What the exercise asks:
Extract every line in the records below that contains the string "cloud". Case counts when matching.

·····

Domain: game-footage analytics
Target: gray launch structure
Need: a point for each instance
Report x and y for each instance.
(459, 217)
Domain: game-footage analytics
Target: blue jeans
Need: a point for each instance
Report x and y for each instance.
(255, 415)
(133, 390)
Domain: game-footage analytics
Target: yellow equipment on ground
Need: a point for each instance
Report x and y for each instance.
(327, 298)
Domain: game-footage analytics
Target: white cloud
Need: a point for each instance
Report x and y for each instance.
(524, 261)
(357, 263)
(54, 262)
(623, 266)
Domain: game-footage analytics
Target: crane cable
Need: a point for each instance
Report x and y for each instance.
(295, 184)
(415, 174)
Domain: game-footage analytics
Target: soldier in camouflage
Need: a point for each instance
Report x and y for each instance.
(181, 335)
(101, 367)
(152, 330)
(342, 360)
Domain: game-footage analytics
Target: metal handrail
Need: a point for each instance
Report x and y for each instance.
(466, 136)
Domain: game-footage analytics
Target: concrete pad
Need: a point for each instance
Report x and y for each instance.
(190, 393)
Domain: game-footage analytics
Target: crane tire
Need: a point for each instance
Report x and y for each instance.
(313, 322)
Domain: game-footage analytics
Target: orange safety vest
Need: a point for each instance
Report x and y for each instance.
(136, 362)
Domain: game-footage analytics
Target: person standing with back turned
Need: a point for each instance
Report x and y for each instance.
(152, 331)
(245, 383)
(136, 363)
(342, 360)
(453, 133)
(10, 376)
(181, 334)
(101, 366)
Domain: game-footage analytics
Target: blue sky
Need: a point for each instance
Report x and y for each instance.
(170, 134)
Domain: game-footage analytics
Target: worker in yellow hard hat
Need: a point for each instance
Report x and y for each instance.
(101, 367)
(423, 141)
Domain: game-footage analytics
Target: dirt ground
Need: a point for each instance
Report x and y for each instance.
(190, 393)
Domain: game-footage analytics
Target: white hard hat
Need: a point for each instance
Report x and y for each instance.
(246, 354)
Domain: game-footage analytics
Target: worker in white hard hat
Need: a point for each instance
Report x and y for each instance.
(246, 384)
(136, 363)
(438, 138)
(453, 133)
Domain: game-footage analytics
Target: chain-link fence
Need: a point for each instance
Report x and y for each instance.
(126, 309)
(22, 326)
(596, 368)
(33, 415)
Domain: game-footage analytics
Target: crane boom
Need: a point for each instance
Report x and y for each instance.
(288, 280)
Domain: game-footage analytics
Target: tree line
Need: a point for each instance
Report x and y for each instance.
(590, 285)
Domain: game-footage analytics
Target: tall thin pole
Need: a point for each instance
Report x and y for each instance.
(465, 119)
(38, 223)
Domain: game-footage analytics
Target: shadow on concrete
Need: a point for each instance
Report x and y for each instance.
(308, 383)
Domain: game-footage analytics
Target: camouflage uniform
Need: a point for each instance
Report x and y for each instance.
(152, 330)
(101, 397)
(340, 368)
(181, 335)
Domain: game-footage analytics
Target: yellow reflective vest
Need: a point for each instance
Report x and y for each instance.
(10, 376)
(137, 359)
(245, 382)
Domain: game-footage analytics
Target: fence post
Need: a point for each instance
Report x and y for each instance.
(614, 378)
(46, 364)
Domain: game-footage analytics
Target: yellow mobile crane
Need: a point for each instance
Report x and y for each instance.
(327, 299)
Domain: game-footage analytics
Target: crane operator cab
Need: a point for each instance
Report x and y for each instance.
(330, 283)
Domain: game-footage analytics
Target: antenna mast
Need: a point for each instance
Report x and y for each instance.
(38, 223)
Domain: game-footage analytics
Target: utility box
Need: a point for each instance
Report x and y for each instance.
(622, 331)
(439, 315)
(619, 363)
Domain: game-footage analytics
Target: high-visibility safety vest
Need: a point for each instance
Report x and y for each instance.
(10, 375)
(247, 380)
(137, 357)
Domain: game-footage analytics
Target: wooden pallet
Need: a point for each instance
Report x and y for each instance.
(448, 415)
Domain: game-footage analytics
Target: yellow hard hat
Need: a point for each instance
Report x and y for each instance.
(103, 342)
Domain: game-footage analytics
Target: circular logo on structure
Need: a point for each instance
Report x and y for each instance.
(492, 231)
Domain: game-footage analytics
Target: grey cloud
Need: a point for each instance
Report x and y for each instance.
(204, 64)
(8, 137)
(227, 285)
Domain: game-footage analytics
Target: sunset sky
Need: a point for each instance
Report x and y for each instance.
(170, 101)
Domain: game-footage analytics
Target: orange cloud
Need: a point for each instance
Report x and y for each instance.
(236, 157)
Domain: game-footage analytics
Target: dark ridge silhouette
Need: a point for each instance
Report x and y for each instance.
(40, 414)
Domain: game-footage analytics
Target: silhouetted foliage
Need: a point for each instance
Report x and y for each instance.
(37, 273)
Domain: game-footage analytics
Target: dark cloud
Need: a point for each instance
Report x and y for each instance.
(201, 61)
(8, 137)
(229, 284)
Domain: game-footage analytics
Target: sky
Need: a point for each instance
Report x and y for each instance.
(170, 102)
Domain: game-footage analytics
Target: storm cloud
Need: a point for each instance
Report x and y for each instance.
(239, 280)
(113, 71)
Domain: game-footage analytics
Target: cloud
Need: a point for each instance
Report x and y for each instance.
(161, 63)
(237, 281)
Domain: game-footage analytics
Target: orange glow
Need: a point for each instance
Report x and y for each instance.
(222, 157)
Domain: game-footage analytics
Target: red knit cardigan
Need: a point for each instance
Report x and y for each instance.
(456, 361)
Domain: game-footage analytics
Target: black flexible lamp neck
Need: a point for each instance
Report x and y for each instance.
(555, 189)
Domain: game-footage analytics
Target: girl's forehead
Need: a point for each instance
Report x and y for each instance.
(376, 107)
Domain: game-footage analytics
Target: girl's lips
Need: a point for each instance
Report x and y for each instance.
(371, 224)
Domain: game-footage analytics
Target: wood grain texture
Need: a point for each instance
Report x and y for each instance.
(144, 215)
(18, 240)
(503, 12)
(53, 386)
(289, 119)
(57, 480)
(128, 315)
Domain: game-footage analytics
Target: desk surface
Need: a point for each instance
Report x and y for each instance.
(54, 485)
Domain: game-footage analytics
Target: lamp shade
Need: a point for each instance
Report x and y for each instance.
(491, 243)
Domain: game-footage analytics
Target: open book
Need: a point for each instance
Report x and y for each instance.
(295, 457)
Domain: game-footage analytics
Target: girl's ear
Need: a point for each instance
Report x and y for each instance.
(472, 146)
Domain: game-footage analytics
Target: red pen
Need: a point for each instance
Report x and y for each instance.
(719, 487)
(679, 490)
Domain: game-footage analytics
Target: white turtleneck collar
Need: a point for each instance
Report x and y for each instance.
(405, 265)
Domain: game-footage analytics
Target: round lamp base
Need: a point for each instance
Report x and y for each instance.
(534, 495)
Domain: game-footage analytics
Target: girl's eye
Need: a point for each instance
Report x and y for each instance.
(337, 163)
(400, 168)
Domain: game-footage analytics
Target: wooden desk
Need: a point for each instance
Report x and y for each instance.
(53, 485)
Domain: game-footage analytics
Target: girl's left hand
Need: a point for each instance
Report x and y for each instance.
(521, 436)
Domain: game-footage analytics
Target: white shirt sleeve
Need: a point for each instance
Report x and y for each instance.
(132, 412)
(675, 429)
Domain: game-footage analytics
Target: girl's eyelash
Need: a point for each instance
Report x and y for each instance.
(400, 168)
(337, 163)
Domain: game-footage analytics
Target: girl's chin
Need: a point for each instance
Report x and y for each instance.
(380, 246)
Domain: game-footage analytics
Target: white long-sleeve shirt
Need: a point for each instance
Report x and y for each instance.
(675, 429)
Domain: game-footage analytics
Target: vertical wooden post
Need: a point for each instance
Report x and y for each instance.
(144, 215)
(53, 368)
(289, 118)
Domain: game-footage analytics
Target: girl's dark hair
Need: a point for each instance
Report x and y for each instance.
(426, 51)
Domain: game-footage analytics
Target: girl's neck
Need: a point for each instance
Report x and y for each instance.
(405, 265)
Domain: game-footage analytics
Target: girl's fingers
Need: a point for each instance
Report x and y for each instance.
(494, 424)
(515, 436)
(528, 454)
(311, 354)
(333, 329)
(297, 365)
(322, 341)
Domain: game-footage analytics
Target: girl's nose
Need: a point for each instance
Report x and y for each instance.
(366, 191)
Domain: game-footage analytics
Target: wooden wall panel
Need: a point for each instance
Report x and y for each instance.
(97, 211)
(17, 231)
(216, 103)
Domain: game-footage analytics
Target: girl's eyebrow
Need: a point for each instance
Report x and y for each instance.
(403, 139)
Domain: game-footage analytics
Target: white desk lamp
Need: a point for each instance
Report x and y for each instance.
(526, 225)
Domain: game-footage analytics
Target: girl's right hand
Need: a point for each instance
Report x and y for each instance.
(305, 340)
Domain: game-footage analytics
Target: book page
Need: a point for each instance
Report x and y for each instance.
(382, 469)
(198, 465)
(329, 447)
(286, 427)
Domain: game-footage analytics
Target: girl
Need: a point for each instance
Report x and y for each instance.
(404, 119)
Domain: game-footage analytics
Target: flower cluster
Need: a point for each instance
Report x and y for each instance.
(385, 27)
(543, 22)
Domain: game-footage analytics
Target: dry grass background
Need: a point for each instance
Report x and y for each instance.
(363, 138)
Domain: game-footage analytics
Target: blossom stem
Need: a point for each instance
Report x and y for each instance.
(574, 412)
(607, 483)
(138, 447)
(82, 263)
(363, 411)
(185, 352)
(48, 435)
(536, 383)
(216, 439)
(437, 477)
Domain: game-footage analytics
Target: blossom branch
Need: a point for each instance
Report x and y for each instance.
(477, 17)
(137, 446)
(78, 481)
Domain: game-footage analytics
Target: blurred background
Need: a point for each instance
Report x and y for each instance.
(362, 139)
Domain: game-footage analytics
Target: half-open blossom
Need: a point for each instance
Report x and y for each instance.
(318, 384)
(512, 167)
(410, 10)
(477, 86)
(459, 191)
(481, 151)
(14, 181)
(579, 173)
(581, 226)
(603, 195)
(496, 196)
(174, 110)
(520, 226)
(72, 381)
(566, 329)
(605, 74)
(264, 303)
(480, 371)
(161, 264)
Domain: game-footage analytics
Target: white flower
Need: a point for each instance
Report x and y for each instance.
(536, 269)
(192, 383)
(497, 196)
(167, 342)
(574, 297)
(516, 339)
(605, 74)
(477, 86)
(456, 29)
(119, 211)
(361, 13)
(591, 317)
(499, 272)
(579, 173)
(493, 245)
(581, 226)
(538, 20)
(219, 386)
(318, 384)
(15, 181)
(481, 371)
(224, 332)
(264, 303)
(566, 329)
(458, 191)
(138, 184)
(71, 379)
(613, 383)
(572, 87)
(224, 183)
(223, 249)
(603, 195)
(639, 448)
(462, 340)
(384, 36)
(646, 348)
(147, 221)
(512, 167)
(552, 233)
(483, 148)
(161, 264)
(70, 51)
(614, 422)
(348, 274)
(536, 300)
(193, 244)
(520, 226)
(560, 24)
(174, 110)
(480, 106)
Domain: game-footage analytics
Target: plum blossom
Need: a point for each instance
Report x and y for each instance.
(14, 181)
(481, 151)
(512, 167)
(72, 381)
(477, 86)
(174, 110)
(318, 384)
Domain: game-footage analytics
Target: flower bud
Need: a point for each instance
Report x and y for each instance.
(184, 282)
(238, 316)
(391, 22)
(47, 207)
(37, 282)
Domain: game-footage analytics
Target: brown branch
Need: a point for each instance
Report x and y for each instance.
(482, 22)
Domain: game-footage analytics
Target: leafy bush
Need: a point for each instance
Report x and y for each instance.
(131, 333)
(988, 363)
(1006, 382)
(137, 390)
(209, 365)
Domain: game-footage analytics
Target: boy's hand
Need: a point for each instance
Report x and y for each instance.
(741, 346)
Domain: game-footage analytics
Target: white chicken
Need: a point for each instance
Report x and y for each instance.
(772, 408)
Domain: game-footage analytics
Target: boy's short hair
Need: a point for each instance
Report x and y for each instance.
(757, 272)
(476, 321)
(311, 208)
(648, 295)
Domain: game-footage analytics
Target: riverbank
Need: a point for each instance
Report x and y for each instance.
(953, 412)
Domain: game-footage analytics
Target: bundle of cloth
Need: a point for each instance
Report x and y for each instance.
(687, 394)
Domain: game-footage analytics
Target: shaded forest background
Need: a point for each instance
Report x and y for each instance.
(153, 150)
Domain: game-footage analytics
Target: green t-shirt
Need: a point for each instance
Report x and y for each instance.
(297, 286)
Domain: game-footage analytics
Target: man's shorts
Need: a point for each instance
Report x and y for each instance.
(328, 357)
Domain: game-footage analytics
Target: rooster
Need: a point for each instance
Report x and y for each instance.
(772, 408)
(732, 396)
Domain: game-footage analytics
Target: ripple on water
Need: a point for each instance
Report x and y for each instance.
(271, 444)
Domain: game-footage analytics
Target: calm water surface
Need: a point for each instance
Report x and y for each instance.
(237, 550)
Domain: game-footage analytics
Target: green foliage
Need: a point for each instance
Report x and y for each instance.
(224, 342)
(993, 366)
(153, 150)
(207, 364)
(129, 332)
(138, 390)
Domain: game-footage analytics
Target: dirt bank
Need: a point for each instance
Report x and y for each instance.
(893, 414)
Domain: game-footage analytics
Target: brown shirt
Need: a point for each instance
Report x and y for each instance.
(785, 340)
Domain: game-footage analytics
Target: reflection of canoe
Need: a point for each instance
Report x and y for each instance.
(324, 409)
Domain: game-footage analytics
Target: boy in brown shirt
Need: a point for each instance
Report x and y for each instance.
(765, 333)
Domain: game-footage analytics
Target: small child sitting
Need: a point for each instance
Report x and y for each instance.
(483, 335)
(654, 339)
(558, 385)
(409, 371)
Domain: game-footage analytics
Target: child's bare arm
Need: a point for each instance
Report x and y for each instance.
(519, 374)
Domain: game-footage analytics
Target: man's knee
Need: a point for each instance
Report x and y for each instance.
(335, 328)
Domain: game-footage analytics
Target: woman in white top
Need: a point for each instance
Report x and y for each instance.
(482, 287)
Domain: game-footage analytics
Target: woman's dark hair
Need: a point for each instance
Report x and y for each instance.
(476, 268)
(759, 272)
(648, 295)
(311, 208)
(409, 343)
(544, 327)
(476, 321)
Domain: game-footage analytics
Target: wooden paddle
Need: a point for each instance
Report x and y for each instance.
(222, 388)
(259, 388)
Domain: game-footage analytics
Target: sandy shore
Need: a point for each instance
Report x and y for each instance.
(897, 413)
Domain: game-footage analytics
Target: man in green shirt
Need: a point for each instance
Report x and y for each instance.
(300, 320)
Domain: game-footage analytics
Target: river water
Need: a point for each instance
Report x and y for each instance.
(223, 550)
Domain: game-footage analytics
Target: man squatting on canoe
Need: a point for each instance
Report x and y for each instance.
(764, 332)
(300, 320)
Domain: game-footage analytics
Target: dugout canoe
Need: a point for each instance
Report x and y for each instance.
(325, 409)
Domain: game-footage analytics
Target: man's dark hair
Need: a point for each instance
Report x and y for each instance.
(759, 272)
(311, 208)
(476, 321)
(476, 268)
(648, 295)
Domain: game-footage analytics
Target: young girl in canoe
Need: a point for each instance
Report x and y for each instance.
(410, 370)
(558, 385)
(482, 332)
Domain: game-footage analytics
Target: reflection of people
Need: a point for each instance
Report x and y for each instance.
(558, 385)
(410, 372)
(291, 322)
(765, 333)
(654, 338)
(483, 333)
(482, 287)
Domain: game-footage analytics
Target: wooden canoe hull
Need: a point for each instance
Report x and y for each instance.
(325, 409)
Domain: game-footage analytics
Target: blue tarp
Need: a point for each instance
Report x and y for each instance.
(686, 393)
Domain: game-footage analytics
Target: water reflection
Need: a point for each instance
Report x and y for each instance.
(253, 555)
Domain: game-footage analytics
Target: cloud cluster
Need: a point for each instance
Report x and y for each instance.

·····

Task response:
Target: white cloud
Target: grey cloud
Target: orange cloud
Target: dark cloud
Target: storm cloud
Target: cloud
Target: cloud cluster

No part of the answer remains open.